BEGIN Records supplied
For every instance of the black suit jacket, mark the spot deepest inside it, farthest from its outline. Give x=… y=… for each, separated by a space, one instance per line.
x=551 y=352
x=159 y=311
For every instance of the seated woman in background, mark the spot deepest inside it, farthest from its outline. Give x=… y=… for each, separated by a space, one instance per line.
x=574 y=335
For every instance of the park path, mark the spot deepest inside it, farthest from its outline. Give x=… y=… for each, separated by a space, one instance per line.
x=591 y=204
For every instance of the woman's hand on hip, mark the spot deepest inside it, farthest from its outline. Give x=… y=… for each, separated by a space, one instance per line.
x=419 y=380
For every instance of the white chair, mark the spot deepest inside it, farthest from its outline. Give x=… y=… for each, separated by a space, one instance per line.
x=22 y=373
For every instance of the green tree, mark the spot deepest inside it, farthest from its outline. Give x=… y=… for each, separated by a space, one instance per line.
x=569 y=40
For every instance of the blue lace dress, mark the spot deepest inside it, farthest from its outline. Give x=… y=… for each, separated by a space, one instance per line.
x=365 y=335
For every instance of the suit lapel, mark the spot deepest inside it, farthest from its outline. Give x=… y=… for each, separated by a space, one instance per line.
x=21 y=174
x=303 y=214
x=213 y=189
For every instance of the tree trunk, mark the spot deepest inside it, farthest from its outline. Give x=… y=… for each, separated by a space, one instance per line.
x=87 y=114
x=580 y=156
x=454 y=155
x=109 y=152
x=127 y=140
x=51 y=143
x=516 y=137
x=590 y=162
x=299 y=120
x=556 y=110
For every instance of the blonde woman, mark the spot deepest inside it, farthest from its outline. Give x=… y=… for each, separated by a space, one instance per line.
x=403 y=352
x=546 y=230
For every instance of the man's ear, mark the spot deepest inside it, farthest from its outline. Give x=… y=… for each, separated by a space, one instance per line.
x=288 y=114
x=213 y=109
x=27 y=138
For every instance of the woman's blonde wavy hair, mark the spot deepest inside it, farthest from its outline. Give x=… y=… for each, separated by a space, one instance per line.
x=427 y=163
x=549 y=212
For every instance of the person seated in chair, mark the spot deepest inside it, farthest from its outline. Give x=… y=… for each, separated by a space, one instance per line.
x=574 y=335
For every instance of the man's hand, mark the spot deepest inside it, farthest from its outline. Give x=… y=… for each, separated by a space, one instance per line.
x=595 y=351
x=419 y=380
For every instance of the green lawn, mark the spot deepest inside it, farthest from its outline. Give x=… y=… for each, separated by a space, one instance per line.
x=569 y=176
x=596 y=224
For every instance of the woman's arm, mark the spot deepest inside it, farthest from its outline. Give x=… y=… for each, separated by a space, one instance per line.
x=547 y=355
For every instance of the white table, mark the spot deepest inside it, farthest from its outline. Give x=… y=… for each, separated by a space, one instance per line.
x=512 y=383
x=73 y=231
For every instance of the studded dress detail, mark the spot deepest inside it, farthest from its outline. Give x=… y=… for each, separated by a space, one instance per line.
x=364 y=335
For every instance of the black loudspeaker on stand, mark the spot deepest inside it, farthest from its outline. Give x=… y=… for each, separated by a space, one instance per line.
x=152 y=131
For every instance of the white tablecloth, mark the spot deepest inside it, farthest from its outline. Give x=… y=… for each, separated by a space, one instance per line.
END Records supplied
▸ Task directions: Turn all of the rows above into a numbered list, leaving out any blank lines.

▸ Expected answer:
1. For every instance of the black suit jacket, mark the spot deepest inside it, farthest from its outline. Give x=… y=… for each, separated by a space, one instance per line.
2. x=551 y=352
3. x=159 y=311
4. For every instance of the seated woman in background, mark the spot deepest inside it, farthest from its outline. Give x=… y=… for each, separated by a space, one instance per line.
5. x=574 y=335
6. For every instance of the park path, mark the spot deepest inside it, farthest from its outline. Give x=… y=… for each, separated by a space, one instance per line.
7. x=591 y=204
8. For every instance of the woman's hand on hip, mark the spot deepest inside it, farthest from its outline. Give x=… y=… for each, separated by a space, one instance per line.
9. x=419 y=380
10. For every instance of the white chair, mark the spot deepest inside it, farthest from its outline. Give x=… y=… for each, separated by a space, one instance per line.
11. x=22 y=373
12. For every instance of the green tree, mark the spot deepest inside it, farthest from its outline. Give x=… y=… for each, separated by a space, one instance per line.
13. x=569 y=40
14. For every instance of the blue lace dress, mark the spot deepest inside it, farthest from its outline. Give x=… y=… for each, separated by a space, one instance per line.
15. x=365 y=335
16. For every instance of the suit lapel, mark the spot deepest inside it, farthest from its outline. Give x=… y=… for each, separated by a space, one instance per line.
17. x=21 y=174
18. x=303 y=214
19. x=213 y=189
20. For every instance of the tree trunk, mark the spot deepest inside it, farthest from its outline. Give x=… y=… for each, separated by a space, one instance per line.
21. x=87 y=114
22. x=580 y=156
23. x=454 y=155
24. x=109 y=152
25. x=127 y=140
26. x=51 y=143
27. x=516 y=137
28. x=590 y=162
29. x=299 y=120
30. x=556 y=110
31. For every instance of the blonde woman, mark the spot deepest inside it, farthest from its outline. Give x=… y=… for each, separated by a space, one instance per line.
32. x=403 y=352
33. x=546 y=230
34. For every instance of the man's ear, mark the spot deepest inside it, farthest from its outline. Give x=… y=… for each, separated by a space, one instance per line.
35. x=288 y=114
36. x=213 y=109
37. x=27 y=138
38. For every instance of the woman's blonde wavy hair, mark the spot deepest inside it, farthest from its outline. Give x=… y=… for each, separated by a space, one instance per line.
39. x=427 y=163
40. x=549 y=212
41. For every instance of the person seated in chair, mark the spot deepest inside it, farthest from its outline. Give x=… y=… for each, separated by a space, one instance per line.
42. x=574 y=335
43. For every instance of the man's hand, mark the spot deepest inside it, farthest from its outline. Give x=… y=… for each, separated by a space, one instance per line.
44. x=595 y=351
45. x=419 y=380
46. For every instance of the green lawn, mark the spot deepest inside it, farthest from its outline. Give x=… y=… for each, separated by a space, one instance per line.
47. x=569 y=176
48. x=596 y=224
49. For every instance of the woman's arm, mark the spot deepest inside it, farthest from its outline. Give x=… y=… for each, separated by a space, one instance per line.
50. x=547 y=355
51. For every instance of the white table, mark the spot deepest inside it, farthest from its outline. Give x=… y=… for each, separated by a space, one instance per line.
52. x=512 y=383
53. x=73 y=231
54. For every instance of the studded dress detail, mark the spot deepest inside it, farthest from its outline. Give x=… y=… for each, separated by a space, one instance per line.
55. x=364 y=335
56. For every instance of the black loudspeaker on stand, mark the spot deepest inside it, farthest from its outline. Give x=… y=… for each, separated by a space, one instance per line.
57. x=152 y=131
58. For every instance of the white tablecloth, mark the spot deepest inside it, farthest from its outline. Give x=… y=… for each, separated by a space, one instance per line.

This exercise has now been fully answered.